▸ **WORK INSTRUCTIONS**
Copy the listing from the line holding "Target: eyebrow" through its end, inclusive, with the requests unchanged. Add 45 to every point coordinate in the outlines given as answers, but leave the sample outlines in the requests as they are.

▸ **STORED ROWS**
◇ ◇ ◇

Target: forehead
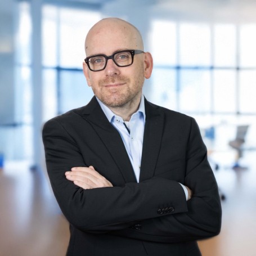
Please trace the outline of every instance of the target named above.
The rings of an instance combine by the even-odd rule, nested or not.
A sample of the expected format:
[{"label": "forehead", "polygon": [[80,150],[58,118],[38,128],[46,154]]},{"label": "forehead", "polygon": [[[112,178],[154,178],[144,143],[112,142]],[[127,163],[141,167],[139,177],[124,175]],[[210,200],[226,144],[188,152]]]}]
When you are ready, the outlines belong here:
[{"label": "forehead", "polygon": [[122,50],[140,48],[139,38],[134,29],[125,24],[107,24],[95,26],[86,41],[87,56],[104,53],[107,55]]}]

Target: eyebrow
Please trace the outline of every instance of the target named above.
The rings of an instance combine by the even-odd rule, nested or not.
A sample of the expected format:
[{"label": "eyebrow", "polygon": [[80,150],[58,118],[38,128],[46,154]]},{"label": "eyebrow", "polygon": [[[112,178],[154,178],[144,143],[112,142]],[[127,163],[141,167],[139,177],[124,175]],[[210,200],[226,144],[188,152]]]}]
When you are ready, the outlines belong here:
[{"label": "eyebrow", "polygon": [[[119,52],[120,51],[127,51],[127,50],[134,50],[134,49],[133,48],[131,49],[130,48],[122,48],[117,49],[115,51],[113,52],[112,54],[111,55],[112,55],[113,54],[115,53],[115,52]],[[97,55],[106,55],[105,53],[95,53],[95,54],[91,54],[91,55],[89,55],[88,57],[97,56]]]}]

◇ ◇ ◇

▸ **FULL SOLUTION**
Target: eyebrow
Please trace the outline of every instance of the target named above.
The rings of an instance combine by the even-odd rule, nested or not.
A sample of the expected format:
[{"label": "eyebrow", "polygon": [[80,150],[58,118],[38,128],[46,154]]},{"label": "eyebrow", "polygon": [[[112,178],[154,178],[144,143],[112,142]],[[127,163],[141,167],[139,177],[124,175]],[[210,200],[226,144],[188,152]]]}]
When you are ready, the outlines belong here:
[{"label": "eyebrow", "polygon": [[[164,97],[165,96],[172,96],[172,95],[179,95],[179,94],[178,93],[176,94],[175,93],[167,93],[162,94],[160,96],[158,97],[157,99],[156,100],[157,100],[158,99],[160,98],[160,97]],[[142,100],[151,100],[150,98],[140,98],[140,99],[136,99],[136,100],[134,100],[133,102],[142,101]]]}]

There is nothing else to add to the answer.